Interviews with the Democratic Primary Candidates for U.S. Congress: Mary Glassman and Jahana Hayes

Fifth Congressional District 

Mary Glassman and Jahana Hayes are competing in the primary election to be the Democratic Party nominee for Congress from the Fifth Congressional District (Sherman, its surrounding towns, New Britain, Waterbury and Torrington).

The 5th C.D. is historically Republican, but has been trending Democratic since 2004. It has an unusually high percentage of voters registered as independents. The seat became vacant when Democratic incumbent Elizabeth Esty decided not to seek reelection after being criticized for her handling of sexual harassment allegations against her former chief of staff. Control of the entire House could turn on the outcome of this race.

Glassman very narrowly won the Party’s nomination at a tempestuous convention in May, but Hayes decided to take the decision to the voters. The winner will run in the November general election against a Republican candidate who will also be selected in August.

The SDTC Newsletter interviewed both candidates, Glassman in person on July 2, Hayes by telephone on July18.

The Interviews

The interviews explored three inter-related questions:

  • Why would you be a strong candidate in the general election?

INFORMATION SUPPLIED:

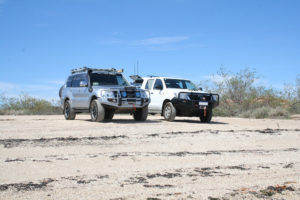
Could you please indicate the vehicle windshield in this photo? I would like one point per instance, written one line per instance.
(180, 84)
(98, 79)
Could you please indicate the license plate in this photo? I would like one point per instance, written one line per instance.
(201, 103)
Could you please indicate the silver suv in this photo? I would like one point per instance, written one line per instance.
(102, 92)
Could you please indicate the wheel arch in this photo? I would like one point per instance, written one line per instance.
(91, 100)
(163, 105)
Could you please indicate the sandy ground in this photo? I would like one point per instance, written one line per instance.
(47, 157)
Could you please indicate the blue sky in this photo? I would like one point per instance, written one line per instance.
(41, 40)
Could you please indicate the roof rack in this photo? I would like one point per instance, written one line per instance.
(84, 69)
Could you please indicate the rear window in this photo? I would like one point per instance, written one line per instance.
(108, 79)
(149, 84)
(69, 81)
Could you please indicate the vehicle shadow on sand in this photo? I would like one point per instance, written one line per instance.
(126, 121)
(196, 122)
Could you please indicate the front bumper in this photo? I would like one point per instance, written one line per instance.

PROBLEM A: Copy the passage from the Fifth District candidate interviews, starting at "Mary Glassman and Jahana Hayes are" up to and including "of this race.".
PROBLEM B: According to the Fifth District candidate interviews, how and on what date did the SDTC Newsletter interview Mary Glassman?

EXPECTED ANSWER A:
Mary Glassman and Jahana Hayes are competing in the primary election to be the Democratic Party nominee for Congress from the Fifth Congressional District (Sherman, its surrounding towns, New Britain, Waterbury and Torrington).

The 5th C.D. is historically Republican, but has been trending Democratic since 2004. It has an unusually high percentage of voters registered as independents. The seat became vacant when Democratic incumbent Elizabeth Esty decided not to seek reelection after being criticized for her handling of sexual harassment allegations against her former chief of staff. Control of the entire House could turn on the outcome of this race.

EXPECTED ANSWER B: In person on July 2.